## start Entries supplied

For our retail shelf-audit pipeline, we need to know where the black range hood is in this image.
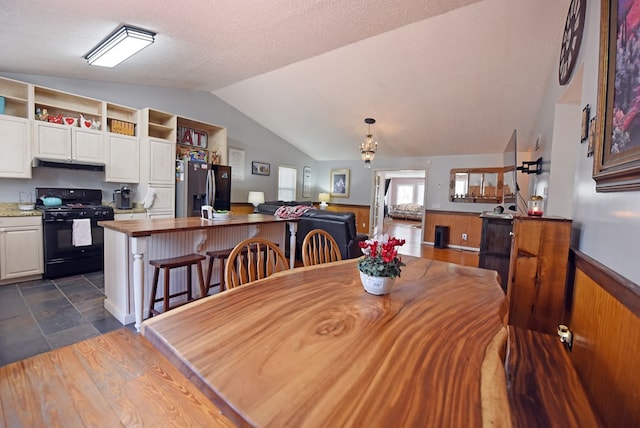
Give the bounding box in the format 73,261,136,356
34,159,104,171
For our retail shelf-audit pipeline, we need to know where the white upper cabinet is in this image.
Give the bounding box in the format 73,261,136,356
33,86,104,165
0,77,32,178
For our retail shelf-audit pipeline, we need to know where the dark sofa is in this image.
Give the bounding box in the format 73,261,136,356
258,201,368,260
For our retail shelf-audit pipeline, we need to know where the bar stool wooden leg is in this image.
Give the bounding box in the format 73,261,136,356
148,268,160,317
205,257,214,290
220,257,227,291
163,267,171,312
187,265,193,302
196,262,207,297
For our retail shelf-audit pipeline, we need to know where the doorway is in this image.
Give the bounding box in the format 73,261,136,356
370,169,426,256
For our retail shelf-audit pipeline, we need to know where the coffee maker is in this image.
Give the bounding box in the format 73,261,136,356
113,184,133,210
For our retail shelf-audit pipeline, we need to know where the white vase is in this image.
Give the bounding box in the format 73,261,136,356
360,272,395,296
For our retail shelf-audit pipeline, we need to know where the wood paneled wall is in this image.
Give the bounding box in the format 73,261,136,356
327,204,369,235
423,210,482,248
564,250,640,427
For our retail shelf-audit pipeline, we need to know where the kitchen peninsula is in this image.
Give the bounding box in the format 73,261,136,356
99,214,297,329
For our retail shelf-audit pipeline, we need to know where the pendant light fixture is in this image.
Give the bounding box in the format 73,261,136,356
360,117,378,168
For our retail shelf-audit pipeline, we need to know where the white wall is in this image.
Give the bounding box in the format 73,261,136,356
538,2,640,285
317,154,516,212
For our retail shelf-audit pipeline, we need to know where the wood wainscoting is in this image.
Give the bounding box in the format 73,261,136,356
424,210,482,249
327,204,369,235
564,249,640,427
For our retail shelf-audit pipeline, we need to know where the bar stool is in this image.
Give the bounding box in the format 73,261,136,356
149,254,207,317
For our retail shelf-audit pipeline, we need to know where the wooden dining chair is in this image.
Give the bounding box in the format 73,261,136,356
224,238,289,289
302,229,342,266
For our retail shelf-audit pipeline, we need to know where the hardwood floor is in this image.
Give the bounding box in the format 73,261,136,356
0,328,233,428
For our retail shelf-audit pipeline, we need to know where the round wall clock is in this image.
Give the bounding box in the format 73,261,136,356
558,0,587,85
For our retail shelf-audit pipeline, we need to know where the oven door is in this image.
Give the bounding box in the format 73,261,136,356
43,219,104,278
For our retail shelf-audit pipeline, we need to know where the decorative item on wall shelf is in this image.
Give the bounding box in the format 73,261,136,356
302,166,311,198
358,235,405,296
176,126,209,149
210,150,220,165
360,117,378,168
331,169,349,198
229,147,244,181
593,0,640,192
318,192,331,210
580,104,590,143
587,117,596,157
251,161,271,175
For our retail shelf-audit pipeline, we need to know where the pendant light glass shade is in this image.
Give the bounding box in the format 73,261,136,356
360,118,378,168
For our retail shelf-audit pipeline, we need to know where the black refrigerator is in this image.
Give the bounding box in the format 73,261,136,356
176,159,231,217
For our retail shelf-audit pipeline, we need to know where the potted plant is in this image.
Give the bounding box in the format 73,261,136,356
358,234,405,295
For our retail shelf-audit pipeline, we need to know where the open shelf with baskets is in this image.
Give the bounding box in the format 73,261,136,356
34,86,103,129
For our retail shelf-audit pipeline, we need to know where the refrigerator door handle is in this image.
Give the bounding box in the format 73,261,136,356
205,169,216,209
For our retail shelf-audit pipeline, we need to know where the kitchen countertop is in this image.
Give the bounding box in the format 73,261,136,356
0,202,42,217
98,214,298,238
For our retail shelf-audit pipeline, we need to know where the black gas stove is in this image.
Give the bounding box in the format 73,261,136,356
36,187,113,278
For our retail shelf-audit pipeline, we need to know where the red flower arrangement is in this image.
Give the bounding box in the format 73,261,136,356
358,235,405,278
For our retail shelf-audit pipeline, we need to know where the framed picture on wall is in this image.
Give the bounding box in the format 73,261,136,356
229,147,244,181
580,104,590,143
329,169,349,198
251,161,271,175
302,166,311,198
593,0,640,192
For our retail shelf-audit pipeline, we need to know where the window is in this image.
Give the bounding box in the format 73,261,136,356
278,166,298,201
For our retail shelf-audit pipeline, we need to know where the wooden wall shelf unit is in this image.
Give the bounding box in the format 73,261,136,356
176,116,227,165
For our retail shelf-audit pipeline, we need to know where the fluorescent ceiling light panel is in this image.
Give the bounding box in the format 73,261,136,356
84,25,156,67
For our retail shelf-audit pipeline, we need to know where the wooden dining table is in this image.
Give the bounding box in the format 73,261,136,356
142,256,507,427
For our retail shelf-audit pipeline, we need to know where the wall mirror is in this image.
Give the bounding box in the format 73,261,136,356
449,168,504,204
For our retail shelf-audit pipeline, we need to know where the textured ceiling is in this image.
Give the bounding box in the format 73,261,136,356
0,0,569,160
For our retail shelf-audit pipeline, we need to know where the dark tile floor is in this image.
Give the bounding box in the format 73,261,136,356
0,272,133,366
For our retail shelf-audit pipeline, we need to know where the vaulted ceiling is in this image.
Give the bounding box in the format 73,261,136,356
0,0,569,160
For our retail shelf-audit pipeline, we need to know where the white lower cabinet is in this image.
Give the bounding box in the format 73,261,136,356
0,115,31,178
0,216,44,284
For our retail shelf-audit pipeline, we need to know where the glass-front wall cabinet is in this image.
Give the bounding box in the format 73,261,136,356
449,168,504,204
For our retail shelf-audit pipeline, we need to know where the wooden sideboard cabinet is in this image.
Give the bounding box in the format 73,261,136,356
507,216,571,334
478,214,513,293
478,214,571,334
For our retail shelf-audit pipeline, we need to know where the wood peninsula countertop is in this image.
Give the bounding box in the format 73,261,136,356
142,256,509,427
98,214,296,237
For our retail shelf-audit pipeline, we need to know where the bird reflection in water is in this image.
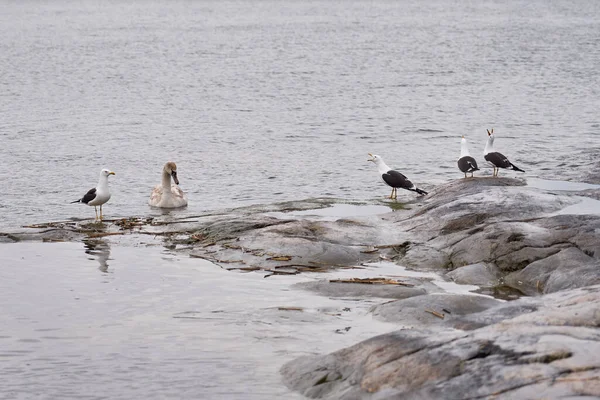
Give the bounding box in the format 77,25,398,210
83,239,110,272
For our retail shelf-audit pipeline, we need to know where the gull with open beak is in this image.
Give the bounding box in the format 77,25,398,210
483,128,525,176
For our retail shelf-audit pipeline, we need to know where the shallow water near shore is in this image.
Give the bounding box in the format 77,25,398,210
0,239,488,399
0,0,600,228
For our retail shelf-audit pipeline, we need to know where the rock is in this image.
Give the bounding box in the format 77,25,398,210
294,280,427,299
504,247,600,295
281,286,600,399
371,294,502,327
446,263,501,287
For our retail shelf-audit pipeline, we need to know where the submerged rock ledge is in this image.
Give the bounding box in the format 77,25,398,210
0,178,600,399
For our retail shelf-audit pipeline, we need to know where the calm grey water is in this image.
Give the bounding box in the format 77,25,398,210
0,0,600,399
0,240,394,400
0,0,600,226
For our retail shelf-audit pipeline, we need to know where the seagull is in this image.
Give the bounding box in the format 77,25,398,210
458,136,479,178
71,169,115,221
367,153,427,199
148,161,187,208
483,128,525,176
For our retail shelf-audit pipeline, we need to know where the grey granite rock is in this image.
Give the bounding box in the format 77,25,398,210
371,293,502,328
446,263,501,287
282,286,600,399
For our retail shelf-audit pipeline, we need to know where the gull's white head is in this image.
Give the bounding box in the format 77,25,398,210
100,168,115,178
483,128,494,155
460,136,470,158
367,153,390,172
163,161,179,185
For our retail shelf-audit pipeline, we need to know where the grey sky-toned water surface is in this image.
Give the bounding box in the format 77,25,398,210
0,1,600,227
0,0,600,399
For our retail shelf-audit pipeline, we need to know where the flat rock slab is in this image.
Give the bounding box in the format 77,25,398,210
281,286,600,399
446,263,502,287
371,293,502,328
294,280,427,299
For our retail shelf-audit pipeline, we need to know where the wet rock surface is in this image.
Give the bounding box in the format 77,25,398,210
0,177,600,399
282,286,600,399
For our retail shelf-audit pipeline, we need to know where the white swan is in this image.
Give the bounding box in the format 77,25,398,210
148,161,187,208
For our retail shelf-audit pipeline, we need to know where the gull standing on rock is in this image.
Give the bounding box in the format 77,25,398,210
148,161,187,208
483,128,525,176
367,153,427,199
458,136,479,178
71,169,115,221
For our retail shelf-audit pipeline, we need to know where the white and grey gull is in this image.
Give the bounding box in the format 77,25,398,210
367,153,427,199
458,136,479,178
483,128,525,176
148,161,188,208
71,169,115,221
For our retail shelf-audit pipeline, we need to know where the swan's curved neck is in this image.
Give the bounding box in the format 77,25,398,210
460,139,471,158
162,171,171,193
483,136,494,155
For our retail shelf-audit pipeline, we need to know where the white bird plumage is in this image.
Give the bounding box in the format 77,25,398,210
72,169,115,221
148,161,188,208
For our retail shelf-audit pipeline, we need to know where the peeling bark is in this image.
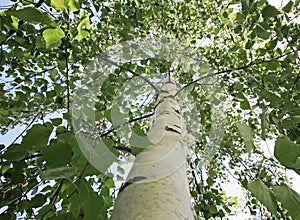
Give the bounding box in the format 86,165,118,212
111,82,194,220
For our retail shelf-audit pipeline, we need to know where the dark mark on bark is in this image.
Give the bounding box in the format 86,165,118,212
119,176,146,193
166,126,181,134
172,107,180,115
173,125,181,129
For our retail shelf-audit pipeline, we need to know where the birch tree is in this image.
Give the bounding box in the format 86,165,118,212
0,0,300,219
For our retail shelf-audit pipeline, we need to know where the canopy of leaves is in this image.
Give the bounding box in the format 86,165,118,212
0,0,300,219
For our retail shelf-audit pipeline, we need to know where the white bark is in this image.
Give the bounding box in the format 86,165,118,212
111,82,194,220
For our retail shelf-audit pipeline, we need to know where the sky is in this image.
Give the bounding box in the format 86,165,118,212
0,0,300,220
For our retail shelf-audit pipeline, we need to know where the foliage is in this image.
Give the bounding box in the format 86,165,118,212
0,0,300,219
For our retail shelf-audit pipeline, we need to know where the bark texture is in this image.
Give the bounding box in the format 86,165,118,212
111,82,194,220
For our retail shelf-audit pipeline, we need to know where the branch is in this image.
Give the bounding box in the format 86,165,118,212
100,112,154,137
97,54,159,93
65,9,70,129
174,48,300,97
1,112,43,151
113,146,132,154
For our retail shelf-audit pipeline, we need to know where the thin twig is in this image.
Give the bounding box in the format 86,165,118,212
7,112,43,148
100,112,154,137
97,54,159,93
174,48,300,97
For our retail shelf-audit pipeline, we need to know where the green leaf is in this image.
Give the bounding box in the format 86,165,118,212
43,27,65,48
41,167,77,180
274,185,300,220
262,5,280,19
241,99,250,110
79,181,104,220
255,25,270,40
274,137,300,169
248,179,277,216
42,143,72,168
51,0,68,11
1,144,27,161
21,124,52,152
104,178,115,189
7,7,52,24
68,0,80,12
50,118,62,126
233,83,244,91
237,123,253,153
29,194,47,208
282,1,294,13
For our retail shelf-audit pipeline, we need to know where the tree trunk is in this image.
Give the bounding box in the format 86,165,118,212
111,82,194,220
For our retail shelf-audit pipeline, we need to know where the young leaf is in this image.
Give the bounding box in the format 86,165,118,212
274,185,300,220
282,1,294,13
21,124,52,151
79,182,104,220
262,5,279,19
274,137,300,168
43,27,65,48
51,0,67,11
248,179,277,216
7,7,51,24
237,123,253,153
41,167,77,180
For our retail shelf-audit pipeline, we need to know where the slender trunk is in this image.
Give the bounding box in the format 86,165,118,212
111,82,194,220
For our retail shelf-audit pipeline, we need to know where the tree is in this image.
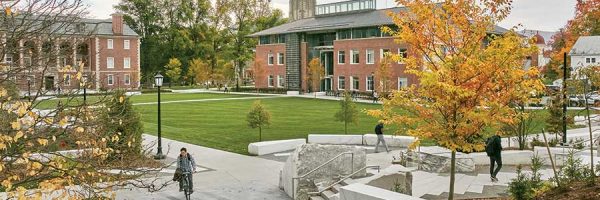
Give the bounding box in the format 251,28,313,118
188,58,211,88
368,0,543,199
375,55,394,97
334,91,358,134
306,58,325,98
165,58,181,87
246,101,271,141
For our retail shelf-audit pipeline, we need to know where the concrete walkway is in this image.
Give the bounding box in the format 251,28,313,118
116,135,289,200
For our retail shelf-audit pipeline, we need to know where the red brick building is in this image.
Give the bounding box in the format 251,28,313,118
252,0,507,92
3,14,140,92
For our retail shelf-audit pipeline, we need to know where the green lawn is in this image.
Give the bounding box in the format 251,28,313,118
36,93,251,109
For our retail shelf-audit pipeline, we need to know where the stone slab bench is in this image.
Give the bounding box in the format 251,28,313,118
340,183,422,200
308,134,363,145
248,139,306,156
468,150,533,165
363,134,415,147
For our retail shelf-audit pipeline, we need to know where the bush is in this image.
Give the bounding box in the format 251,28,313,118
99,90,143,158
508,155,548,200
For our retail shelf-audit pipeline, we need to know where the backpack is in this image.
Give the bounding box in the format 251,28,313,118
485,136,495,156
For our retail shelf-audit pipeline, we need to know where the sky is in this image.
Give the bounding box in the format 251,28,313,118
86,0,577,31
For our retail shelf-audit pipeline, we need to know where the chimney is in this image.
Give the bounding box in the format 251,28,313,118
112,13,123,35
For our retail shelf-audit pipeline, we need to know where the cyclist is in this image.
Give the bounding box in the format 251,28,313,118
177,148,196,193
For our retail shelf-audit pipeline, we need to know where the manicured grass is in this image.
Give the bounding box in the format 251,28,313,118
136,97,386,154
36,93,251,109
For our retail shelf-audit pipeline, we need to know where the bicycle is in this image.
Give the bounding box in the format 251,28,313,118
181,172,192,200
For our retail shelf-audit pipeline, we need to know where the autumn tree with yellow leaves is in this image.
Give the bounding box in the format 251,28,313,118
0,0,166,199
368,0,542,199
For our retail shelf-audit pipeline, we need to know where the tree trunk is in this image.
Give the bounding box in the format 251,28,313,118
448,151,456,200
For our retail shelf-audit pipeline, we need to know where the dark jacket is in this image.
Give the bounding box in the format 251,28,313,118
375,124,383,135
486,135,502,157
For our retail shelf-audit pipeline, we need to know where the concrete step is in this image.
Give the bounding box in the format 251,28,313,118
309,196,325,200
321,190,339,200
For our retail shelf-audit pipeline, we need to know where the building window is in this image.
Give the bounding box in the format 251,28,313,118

## end Entries supplied

**Problem to work on:**
Render everything from the start of the records down to the line containing "0,77,32,178", both ends included, as a numbered list. Leave the pictures out.

**Written solution:**
1. For our retail shelf-audit pipeline, we need to know where the black range hood is in this image.
2. Give the bounding box in the format 73,261,136,356
3. 34,159,104,171
4. For our retail shelf-audit pipeline, we need to know where the white upper cabinet is in this image.
5. Give the bounding box in the format 73,261,136,356
6. 33,86,104,165
7. 0,77,32,178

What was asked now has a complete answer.